• [ASSIGNMENT]
Return the lines below that contain the word "white".

• [DATASET ENTRIES]
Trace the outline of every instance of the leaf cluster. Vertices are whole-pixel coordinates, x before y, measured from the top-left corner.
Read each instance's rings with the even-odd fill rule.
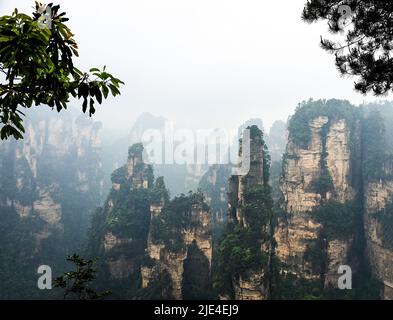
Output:
[[[22,139],[24,109],[48,105],[60,112],[71,97],[82,99],[83,112],[95,113],[111,93],[124,84],[106,71],[82,72],[74,66],[78,45],[60,6],[49,4],[50,28],[40,25],[41,4],[32,16],[19,13],[0,17],[0,138]]]

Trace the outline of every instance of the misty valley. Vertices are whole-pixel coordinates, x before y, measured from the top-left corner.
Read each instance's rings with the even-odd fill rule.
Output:
[[[251,119],[244,175],[148,164],[151,114],[109,143],[77,112],[35,113],[0,144],[1,298],[61,298],[37,268],[59,276],[75,253],[106,299],[392,298],[392,110],[309,100],[269,132]]]
[[[0,1],[0,302],[393,300],[393,1],[279,6]]]

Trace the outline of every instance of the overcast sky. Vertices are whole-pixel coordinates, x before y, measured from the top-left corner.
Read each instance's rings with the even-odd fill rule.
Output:
[[[49,1],[48,1],[49,2]],[[319,47],[325,25],[301,21],[305,0],[58,0],[80,47],[77,66],[125,81],[95,119],[127,129],[142,112],[185,128],[286,120],[310,97],[374,100],[340,78]],[[0,0],[1,15],[34,1]]]

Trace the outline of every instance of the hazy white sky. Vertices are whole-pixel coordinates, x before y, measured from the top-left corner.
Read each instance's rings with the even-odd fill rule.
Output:
[[[0,0],[0,14],[33,0]],[[49,2],[49,1],[48,1]],[[301,21],[306,0],[58,0],[80,47],[78,67],[107,65],[126,82],[95,119],[129,128],[148,111],[190,128],[269,127],[310,97],[374,100],[342,79],[319,47],[325,25]]]

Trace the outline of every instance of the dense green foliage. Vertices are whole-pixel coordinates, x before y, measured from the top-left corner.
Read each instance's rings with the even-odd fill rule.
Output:
[[[321,130],[321,140],[322,140],[322,152],[321,152],[321,159],[320,159],[320,169],[318,177],[311,182],[310,189],[313,192],[320,194],[323,198],[326,198],[328,192],[334,192],[334,184],[333,179],[329,173],[327,168],[327,156],[328,153],[326,151],[326,140],[327,134],[329,129],[330,119],[329,122],[326,123]]]
[[[352,203],[328,201],[317,207],[312,215],[323,225],[323,234],[328,241],[349,240],[355,230],[355,215],[359,215],[360,208]]]
[[[248,190],[244,195],[243,212],[250,230],[269,231],[274,218],[271,188],[268,184]],[[268,240],[263,237],[263,240]]]
[[[311,139],[309,123],[317,117],[328,117],[329,121],[345,119],[350,128],[355,124],[356,109],[343,100],[309,100],[299,104],[295,114],[289,119],[289,138],[302,148],[307,149]]]
[[[319,176],[311,182],[310,191],[323,197],[326,196],[326,193],[334,191],[333,179],[326,167],[322,168]]]
[[[154,185],[151,166],[132,162],[140,157],[143,146],[135,144],[129,148],[129,160],[134,165],[132,175],[124,165],[112,173],[113,186],[105,205],[96,210],[89,230],[87,254],[99,258],[97,268],[100,277],[96,284],[101,289],[109,288],[111,298],[134,297],[140,289],[139,267],[145,256],[150,226],[150,204],[157,194],[168,198],[164,181],[158,178]],[[147,184],[140,185],[140,179]],[[136,182],[138,182],[136,184]],[[104,247],[106,237],[114,239],[113,247]],[[111,241],[111,240],[109,240]],[[127,275],[116,279],[110,263],[126,261]]]
[[[150,221],[149,191],[135,189],[130,192],[126,187],[119,192],[112,191],[113,209],[108,210],[105,225],[108,232],[124,238],[146,238]]]
[[[273,300],[321,300],[323,286],[320,280],[308,280],[297,274],[287,272],[285,267],[280,268],[276,261],[277,273],[273,281],[273,290],[270,298]],[[281,269],[281,271],[280,271]],[[285,270],[285,271],[284,271]]]
[[[269,251],[275,213],[269,186],[259,186],[245,194],[244,215],[248,223],[242,227],[231,222],[219,242],[217,249],[217,274],[215,287],[231,292],[231,279],[252,271],[268,272]],[[266,282],[268,279],[264,279]]]
[[[22,139],[24,109],[33,104],[48,105],[57,111],[67,109],[70,97],[83,98],[82,109],[95,113],[95,102],[102,103],[109,91],[120,94],[122,81],[97,68],[83,73],[74,67],[78,46],[69,19],[59,12],[60,6],[36,3],[30,17],[15,9],[11,16],[0,17],[0,138]],[[42,12],[48,10],[48,23],[43,24]],[[94,76],[94,79],[91,77]]]
[[[150,200],[154,204],[164,205],[169,202],[169,191],[165,186],[164,177],[158,177],[151,190]]]
[[[194,208],[209,211],[201,192],[175,197],[162,209],[159,216],[151,222],[151,236],[154,243],[164,243],[171,251],[185,250],[182,231],[197,227],[198,222],[191,219]]]
[[[142,151],[143,146],[135,144],[129,149],[129,157],[134,157],[135,152],[140,155]],[[150,166],[145,166],[143,163],[136,164],[132,176],[129,176],[127,165],[112,173],[112,183],[118,184],[118,188],[111,189],[104,208],[97,210],[97,225],[95,225],[95,228],[111,232],[117,237],[132,239],[132,247],[138,247],[135,248],[137,253],[143,251],[146,244],[150,223],[150,200],[153,194],[159,193],[164,198],[168,197],[161,178],[156,181],[153,188],[150,187],[150,183],[147,188],[135,187],[134,179],[141,177],[149,182],[154,179]],[[99,219],[103,212],[104,218]]]
[[[220,242],[218,253],[222,257],[220,272],[225,275],[244,275],[266,267],[268,257],[261,251],[262,235],[258,230],[244,229],[231,224]]]
[[[263,138],[263,131],[259,129],[256,125],[248,127],[247,129],[250,130],[250,138],[254,144],[262,146],[263,151],[263,181],[261,182],[264,186],[269,184],[270,179],[270,165],[271,165],[271,158],[269,154],[269,149],[265,143]],[[253,161],[251,160],[251,166]]]
[[[156,180],[156,191],[162,199],[162,179]],[[161,190],[160,190],[161,189]],[[168,194],[164,194],[168,199]],[[154,201],[154,197],[153,197]],[[209,215],[209,207],[204,202],[203,194],[189,192],[173,200],[164,202],[154,201],[153,204],[163,206],[161,212],[152,215],[150,237],[154,244],[163,245],[166,252],[174,256],[186,254],[182,262],[184,273],[182,278],[182,296],[184,299],[209,299],[213,298],[210,280],[210,263],[205,253],[198,248],[196,242],[187,244],[185,232],[193,232],[195,228],[202,227],[199,213]],[[195,215],[196,214],[196,215]],[[211,235],[210,228],[202,231],[206,240]],[[179,256],[178,256],[179,257]],[[165,260],[165,259],[164,259]],[[152,277],[147,288],[139,289],[137,298],[171,299],[172,279],[163,267],[163,261],[151,259],[145,255],[142,265],[150,269]],[[164,263],[165,264],[165,263]],[[171,266],[167,266],[171,268]]]
[[[219,242],[217,249],[217,267],[214,280],[214,287],[221,293],[233,296],[232,281],[239,276],[247,276],[250,272],[261,272],[269,274],[271,269],[271,255],[273,245],[273,230],[275,226],[275,211],[273,210],[273,200],[271,188],[269,186],[270,177],[270,156],[263,140],[263,133],[257,126],[249,127],[250,137],[255,145],[262,146],[263,153],[263,179],[257,182],[256,186],[248,187],[244,192],[244,198],[230,199],[232,212],[231,221]],[[251,164],[252,165],[252,164]],[[236,178],[236,179],[235,179]],[[247,186],[248,175],[241,177]],[[239,181],[239,177],[232,176],[233,181]],[[230,195],[230,197],[237,195]],[[235,211],[240,210],[244,216],[243,225],[237,221]],[[262,279],[266,286],[272,275]]]
[[[117,183],[120,185],[124,185],[127,183],[127,166],[124,165],[115,171],[112,172],[111,175],[112,183]]]

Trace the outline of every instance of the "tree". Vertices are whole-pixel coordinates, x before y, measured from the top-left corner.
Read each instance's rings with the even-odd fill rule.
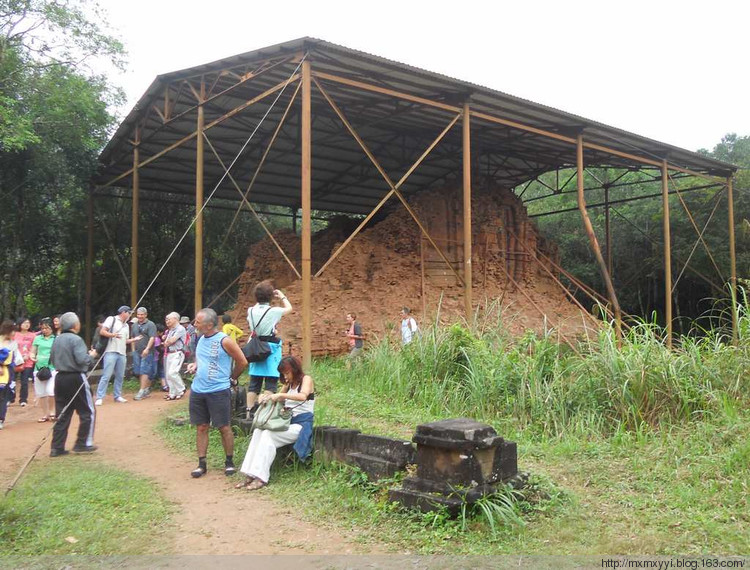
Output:
[[[84,198],[121,100],[92,66],[123,62],[96,21],[78,1],[0,0],[2,317],[81,308]]]

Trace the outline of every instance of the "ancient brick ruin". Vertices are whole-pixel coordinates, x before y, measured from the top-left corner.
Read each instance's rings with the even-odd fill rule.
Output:
[[[557,261],[557,247],[539,234],[518,197],[508,190],[477,188],[472,200],[472,286],[480,313],[490,305],[501,307],[504,326],[515,334],[544,327],[558,328],[568,336],[580,332],[583,318],[579,309],[540,266],[547,263],[545,258]],[[438,314],[442,323],[463,318],[463,286],[422,237],[406,209],[395,198],[392,201],[390,209],[371,220],[313,279],[313,354],[346,350],[345,316],[349,311],[358,315],[368,340],[386,335],[396,338],[398,313],[404,305],[412,308],[422,326],[433,322]],[[463,275],[460,190],[423,191],[410,199],[410,205],[455,270]],[[358,223],[358,219],[336,217],[313,235],[313,274]],[[287,230],[274,237],[299,267],[299,236]],[[301,306],[301,281],[271,240],[253,244],[240,278],[237,305],[230,311],[234,322],[245,330],[247,307],[255,302],[253,288],[263,279],[273,279],[295,309]],[[285,352],[291,347],[297,353],[301,328],[298,310],[282,320],[279,334]]]

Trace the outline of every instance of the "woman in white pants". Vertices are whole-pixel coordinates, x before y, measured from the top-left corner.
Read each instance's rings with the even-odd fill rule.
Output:
[[[284,382],[281,391],[276,394],[261,394],[258,402],[284,402],[284,407],[292,410],[292,423],[286,431],[253,430],[253,437],[240,468],[245,480],[235,485],[236,489],[255,491],[266,486],[279,447],[294,443],[294,451],[303,461],[312,451],[315,407],[313,380],[302,371],[302,364],[293,356],[281,360],[279,375]]]
[[[164,396],[165,400],[179,400],[185,395],[185,383],[180,374],[183,362],[185,362],[185,353],[181,350],[167,352],[164,359],[164,377],[169,386],[169,394]]]
[[[180,324],[178,313],[169,313],[164,317],[167,332],[164,339],[164,378],[169,386],[165,400],[179,400],[185,395],[185,383],[180,376],[180,368],[185,361],[185,327]]]

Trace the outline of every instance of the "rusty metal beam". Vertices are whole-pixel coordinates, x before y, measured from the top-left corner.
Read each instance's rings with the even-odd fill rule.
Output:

• [TASK RESULT]
Trace the outline of every instance of the hazy white sky. Vertices are whole-pixel coordinates, x before y, measured from the top-left corner.
Trace the outline of every instance of the "woman in white pants". Vertices are whole-pixel coordinates, x before y, measured from the top-left corner.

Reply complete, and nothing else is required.